Page extract ::
**********
Factors that Drive Food Choices
Along with these influences, a number of other factors affect the dietary choices individuals make, including:
- Taste, texture, and appearance. Individuals have a wide range of tastes which influence their food choices, leading some to dislike milk and others to hate raw vegetables. Some foods that are very healthy, such as tofu, may be unappealing at first to many people. However, creative cooks can adapt healthy foods to meet most people’s taste.
- Economics. Access to fresh fruits and vegetables may be scant, particularly for those who live in economically disadvantaged or remote areas, where cheaper food options are limited to convenience stores and fast food.
- Early food experiences. People who were not exposed to different foods as children, or who were forced to swallow every last bite of overcooked vegetables, may make limited food choices as adults.
- Habits. It’s common to establish eating routines, which can work both for and against optimal health. Habitually grabbing a fast food sandwich for breakfast can seem convenient, but might not offer substantial nutrition. Yet getting in the habit of drinking an ample amount of water each day can yield multiple benefits.
- Culture. The culture in which one grows up affects how one sees food in daily life and on special occasions.
- Geography. Where a person lives influences food choices. For instance, people who live in the Prairie provinces (central Canada) have less access to seafood than those living along the coasts.
- Advertising. The media greatly influences food choice by persuading consumers to eat certain foods.
- Social factors. Any school lunchroom observer can testify to the impact of peer pressure on eating habits, and this influence lasts through adulthood. People make food choices based on how they see others and want others to see them. For example, individuals who are surrounded by others who consume fast food are more likely to do the same.
**********
Exercise instructions ::
A – In the text on food choices, why can the habit of grabbing a fast food sandwich for breakfast work against optimal health?
B – Answer these questions from the text on food choices, one line each:
(i) Which healthy food may be unappealing at first to many people?
(ii) Which region is named as having less access to seafood than the coasts?
(iii) What can the habit of drinking an ample amount of water each day yield?
C – Reproduce the text on food choices from "- Social factors." up to and including "do the same.".

Given information ::
**********
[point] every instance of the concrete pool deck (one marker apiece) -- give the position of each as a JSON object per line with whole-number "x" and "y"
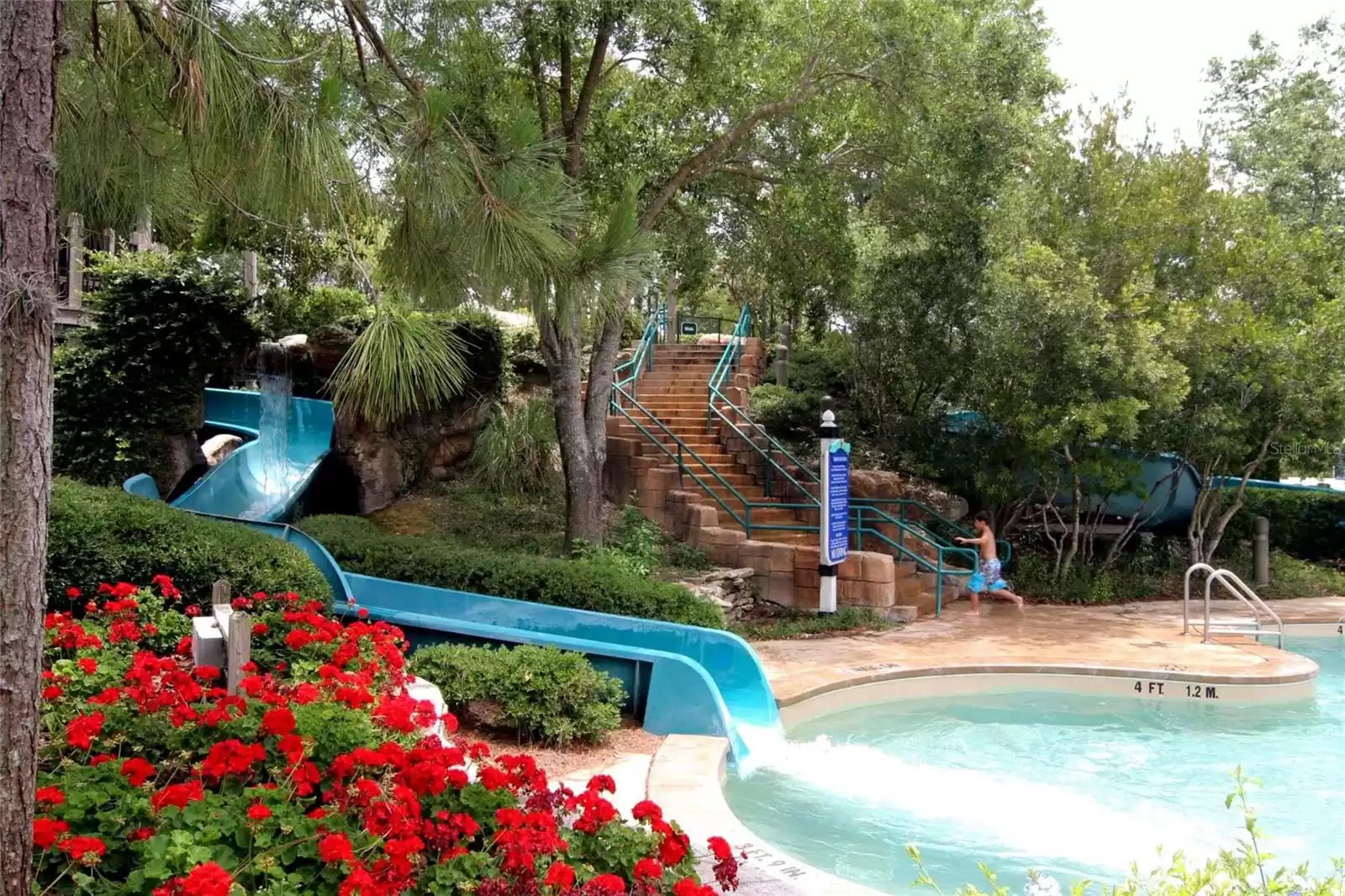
**********
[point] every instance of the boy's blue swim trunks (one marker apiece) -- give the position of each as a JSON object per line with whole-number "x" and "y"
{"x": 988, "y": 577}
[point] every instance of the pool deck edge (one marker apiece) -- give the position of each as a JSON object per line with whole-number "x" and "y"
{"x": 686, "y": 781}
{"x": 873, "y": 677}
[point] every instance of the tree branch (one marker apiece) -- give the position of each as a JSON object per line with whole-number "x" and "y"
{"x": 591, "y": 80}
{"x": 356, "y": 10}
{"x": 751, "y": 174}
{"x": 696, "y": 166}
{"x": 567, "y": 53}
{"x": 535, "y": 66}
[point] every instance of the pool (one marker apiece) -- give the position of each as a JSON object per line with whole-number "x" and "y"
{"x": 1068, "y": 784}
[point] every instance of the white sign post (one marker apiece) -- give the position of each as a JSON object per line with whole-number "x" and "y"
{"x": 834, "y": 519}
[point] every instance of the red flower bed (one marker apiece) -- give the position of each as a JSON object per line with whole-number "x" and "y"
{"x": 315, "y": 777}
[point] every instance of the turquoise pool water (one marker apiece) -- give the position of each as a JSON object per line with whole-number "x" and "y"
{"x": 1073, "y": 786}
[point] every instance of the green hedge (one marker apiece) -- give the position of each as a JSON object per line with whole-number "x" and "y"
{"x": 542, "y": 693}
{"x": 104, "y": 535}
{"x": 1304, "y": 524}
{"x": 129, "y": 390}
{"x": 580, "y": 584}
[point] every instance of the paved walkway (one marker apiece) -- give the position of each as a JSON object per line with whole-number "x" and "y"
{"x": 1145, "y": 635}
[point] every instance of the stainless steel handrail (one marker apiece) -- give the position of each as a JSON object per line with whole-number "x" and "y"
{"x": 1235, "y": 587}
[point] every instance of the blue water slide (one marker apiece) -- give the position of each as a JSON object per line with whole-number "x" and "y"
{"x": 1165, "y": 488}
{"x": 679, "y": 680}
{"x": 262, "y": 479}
**********
Responses for each task ::
A – Although the habit can seem convenient, such a sandwich might not offer substantial nutrition.

B –
(i) Tofu.
(ii) The Prairie provinces (central Canada).
(iii) Multiple benefits.

C –
- Social factors. Any school lunchroom observer can testify to the impact of peer pressure on eating habits, and this influence lasts through adulthood. People make food choices based on how they see others and want others to see them. For example, individuals who are surrounded by others who consume fast food are more likely to do the same.